SHORT EXERCISE =>
Transcribe each line of the records below exactly, excluding any embedded images.

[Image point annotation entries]
▬▬▬▬▬▬

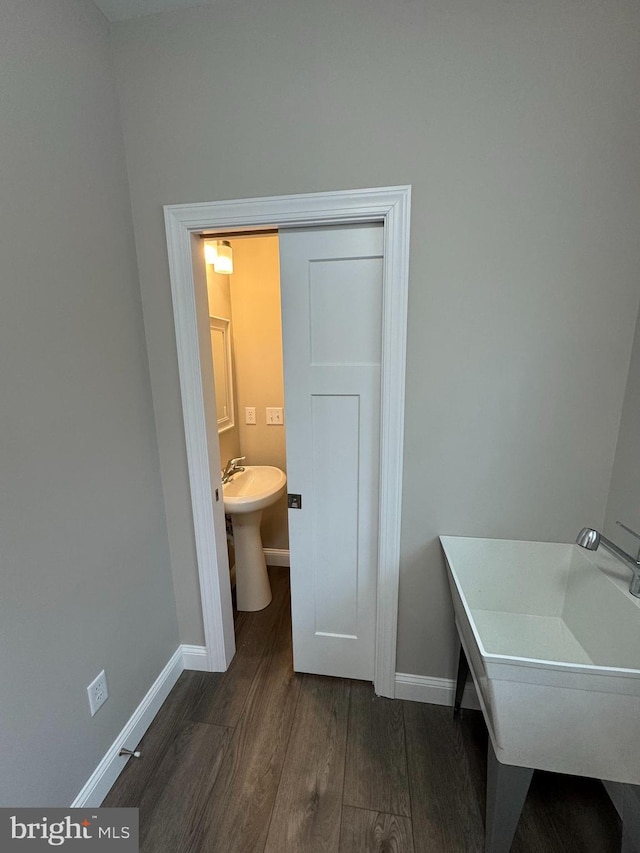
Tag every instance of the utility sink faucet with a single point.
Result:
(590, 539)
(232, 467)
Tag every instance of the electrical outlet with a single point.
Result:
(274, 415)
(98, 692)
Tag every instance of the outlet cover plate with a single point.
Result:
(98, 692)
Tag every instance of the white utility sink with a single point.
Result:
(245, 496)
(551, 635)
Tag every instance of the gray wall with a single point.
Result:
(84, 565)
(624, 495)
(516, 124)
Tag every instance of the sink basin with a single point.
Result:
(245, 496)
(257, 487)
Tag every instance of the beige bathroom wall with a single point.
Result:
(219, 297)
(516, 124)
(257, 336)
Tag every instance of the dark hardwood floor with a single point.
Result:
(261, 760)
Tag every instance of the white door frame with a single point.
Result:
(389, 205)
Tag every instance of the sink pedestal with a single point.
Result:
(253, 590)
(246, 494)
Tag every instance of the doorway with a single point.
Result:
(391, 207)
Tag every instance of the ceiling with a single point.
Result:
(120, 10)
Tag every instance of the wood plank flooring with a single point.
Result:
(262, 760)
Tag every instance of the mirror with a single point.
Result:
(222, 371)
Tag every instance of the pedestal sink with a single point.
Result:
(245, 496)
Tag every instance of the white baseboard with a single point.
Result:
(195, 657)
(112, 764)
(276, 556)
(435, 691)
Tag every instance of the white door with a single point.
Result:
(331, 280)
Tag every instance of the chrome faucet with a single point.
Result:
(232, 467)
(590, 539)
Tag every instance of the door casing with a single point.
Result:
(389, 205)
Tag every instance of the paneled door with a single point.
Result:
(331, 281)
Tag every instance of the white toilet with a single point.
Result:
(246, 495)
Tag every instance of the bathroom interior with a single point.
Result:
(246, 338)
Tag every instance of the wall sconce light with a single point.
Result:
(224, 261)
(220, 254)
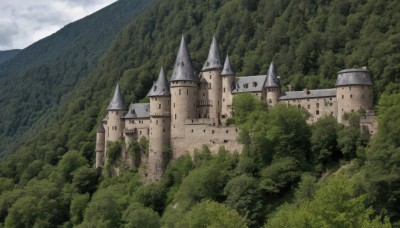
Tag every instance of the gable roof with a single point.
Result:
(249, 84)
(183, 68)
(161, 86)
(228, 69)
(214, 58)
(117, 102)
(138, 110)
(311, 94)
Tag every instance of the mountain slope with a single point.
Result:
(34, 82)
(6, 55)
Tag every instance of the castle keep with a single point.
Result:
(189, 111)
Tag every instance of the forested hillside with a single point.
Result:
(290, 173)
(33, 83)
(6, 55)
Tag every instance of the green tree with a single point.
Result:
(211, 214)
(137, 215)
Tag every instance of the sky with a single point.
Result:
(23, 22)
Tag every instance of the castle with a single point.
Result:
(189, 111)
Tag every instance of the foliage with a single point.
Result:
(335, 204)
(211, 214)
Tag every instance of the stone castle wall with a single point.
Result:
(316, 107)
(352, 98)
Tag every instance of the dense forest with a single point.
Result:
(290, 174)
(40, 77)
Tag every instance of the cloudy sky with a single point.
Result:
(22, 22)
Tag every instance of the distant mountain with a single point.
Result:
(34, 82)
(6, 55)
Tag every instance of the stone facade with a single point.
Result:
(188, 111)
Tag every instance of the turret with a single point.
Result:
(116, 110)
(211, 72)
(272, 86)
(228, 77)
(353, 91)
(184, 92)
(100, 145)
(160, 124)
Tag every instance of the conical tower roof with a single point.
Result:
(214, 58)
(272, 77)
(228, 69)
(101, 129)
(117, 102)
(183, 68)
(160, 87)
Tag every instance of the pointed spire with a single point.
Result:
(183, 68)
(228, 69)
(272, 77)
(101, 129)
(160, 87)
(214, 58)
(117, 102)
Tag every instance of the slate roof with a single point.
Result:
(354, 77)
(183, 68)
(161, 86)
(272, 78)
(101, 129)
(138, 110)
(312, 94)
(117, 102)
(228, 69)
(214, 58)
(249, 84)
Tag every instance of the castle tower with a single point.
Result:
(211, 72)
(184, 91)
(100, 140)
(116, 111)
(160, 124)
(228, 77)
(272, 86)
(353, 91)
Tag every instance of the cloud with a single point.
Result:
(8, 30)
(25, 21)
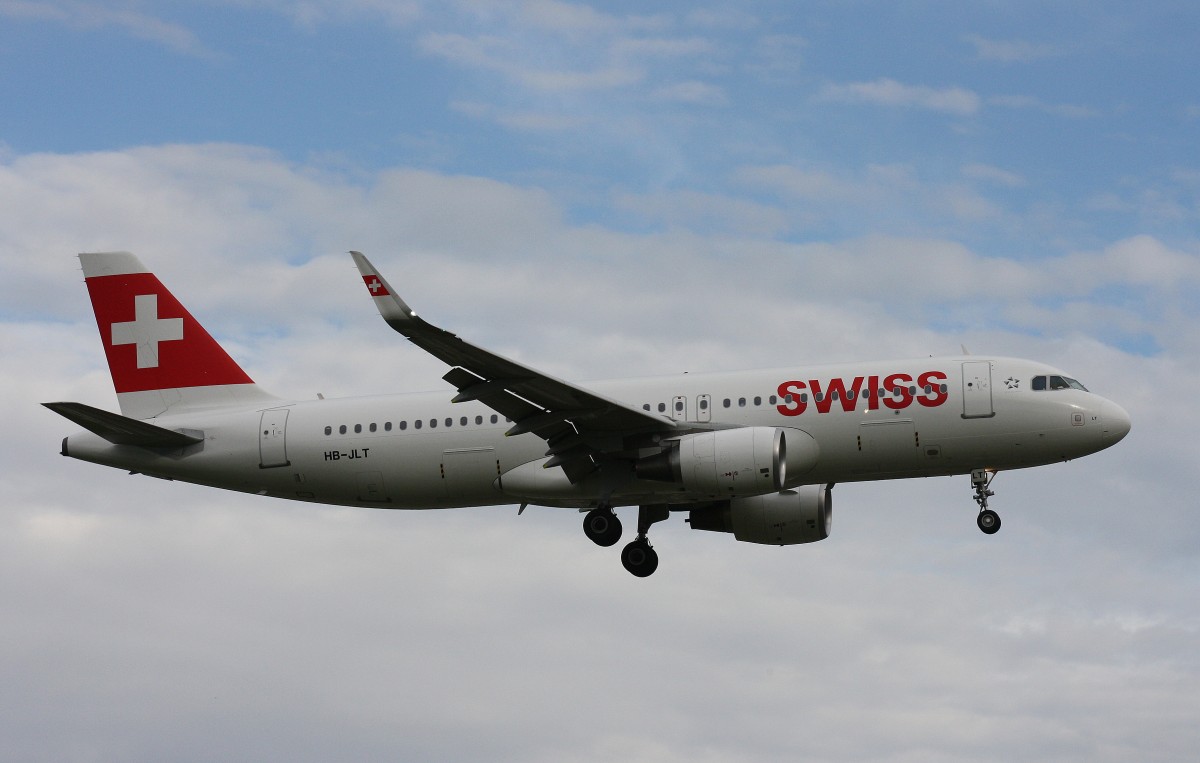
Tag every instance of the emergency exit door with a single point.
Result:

▬▬▬▬▬▬

TASK ANSWER =>
Tag every instance of the utility sink faucet with a single point.
Result:
(590, 539)
(232, 467)
Tag every instance of the electrical outlet with a single point.
Result:
(274, 415)
(98, 692)
Tag every instance of the outlet cover plate with a single point.
Result:
(98, 692)
Tag every instance of the white utility sink with a single point.
Result:
(245, 496)
(551, 635)
Tag every instance of the gray wall with a single point.
Result:
(84, 565)
(624, 495)
(516, 124)
Tag every instance of the sink basin with a single point.
Result:
(245, 496)
(257, 487)
Tag every instance of the beige bathroom wall with a single point.
Result:
(219, 297)
(516, 124)
(257, 336)
Tag every instance of the dark hardwood floor with a single point.
Result:
(261, 760)
Tag every instance of the white door frame with a single point.
Result:
(389, 205)
Tag every instance of the sink pedestal with a single point.
Result:
(253, 590)
(246, 494)
Tag every instance of the doorway with a single point.
Result:
(391, 207)
Tag every instance of the ceiling with a single point.
Result:
(120, 10)
Tag every instance of the wood plank flooring with a single point.
Result:
(262, 760)
Tag every instance of the mirror with a single point.
Result:
(222, 371)
Tag every instance of the pedestal sink with a single point.
Result:
(245, 496)
Tag every instance of the white baseboard with a single point.
Result:
(195, 657)
(112, 764)
(276, 556)
(435, 691)
Tag every instance of the white door with a single point.
Result:
(331, 280)
Tag every instance of the chrome faucet with a single point.
Result:
(232, 467)
(590, 539)
Tag every instance of the door casing with a single point.
Result:
(389, 205)
Tag every instance of the paneled door with a single point.
Result:
(331, 281)
Tag every instance of the white toilet with a single point.
Result:
(246, 495)
Tag every instance of the bathroom interior with a single point.
Result:
(246, 338)
Tag every instance of the wall sconce light with a single point.
Result:
(224, 261)
(220, 254)
Tag every instance of the gable roof with a single point.
Result:
(249, 84)
(183, 68)
(161, 86)
(228, 69)
(214, 58)
(117, 102)
(138, 110)
(311, 94)
Tag every instance of the mountain slope with a single point.
Result:
(34, 82)
(6, 55)
Tag every instance of the castle keep with a single point.
Result:
(189, 111)
Tag every instance of the forested hillside with a single point.
Result:
(290, 173)
(33, 83)
(6, 55)
Tag every instance of the green tree with a single point.
Result:
(211, 214)
(137, 215)
Tag every instance of the sky with a single point.
Result:
(23, 22)
Tag every instance of the castle with a single point.
Result:
(189, 111)
Tag every instance of the foliage with a single point.
Result:
(335, 204)
(211, 214)
Tag every instance of the stone castle wall with a single point.
Result:
(316, 107)
(352, 98)
Tag every instance of the dense forest with a single point.
Result:
(290, 174)
(40, 77)
Tag every instance of the cloudy sky with a single point.
Result:
(22, 22)
Tag every instance of the distant mountain with a single point.
Result:
(34, 82)
(6, 55)
Tag every instance of the stone facade with a single point.
Result:
(188, 111)
Tag every instance of the turret with a single point.
Result:
(116, 110)
(211, 72)
(272, 86)
(228, 77)
(353, 91)
(184, 92)
(100, 145)
(160, 124)
Tag every instance of the conical tower roof with a single point.
Result:
(214, 58)
(272, 77)
(228, 69)
(101, 129)
(117, 102)
(183, 68)
(160, 87)
Tag every instance of the pointed spire with a single point.
Result:
(183, 68)
(228, 69)
(272, 77)
(101, 129)
(160, 87)
(214, 58)
(117, 102)
Tag every instance of the slate roof with a single point.
Result:
(354, 77)
(183, 68)
(161, 86)
(272, 78)
(101, 129)
(138, 110)
(312, 94)
(117, 102)
(228, 69)
(214, 58)
(249, 84)
Tag every instance of the castle tower with a single point.
Result:
(211, 72)
(184, 91)
(100, 140)
(116, 111)
(160, 124)
(228, 77)
(272, 86)
(353, 91)
Tag every instance of the cloud with a single point.
Result:
(8, 30)
(25, 21)
Tag every instance of the emergency exit door with a single point.
Result:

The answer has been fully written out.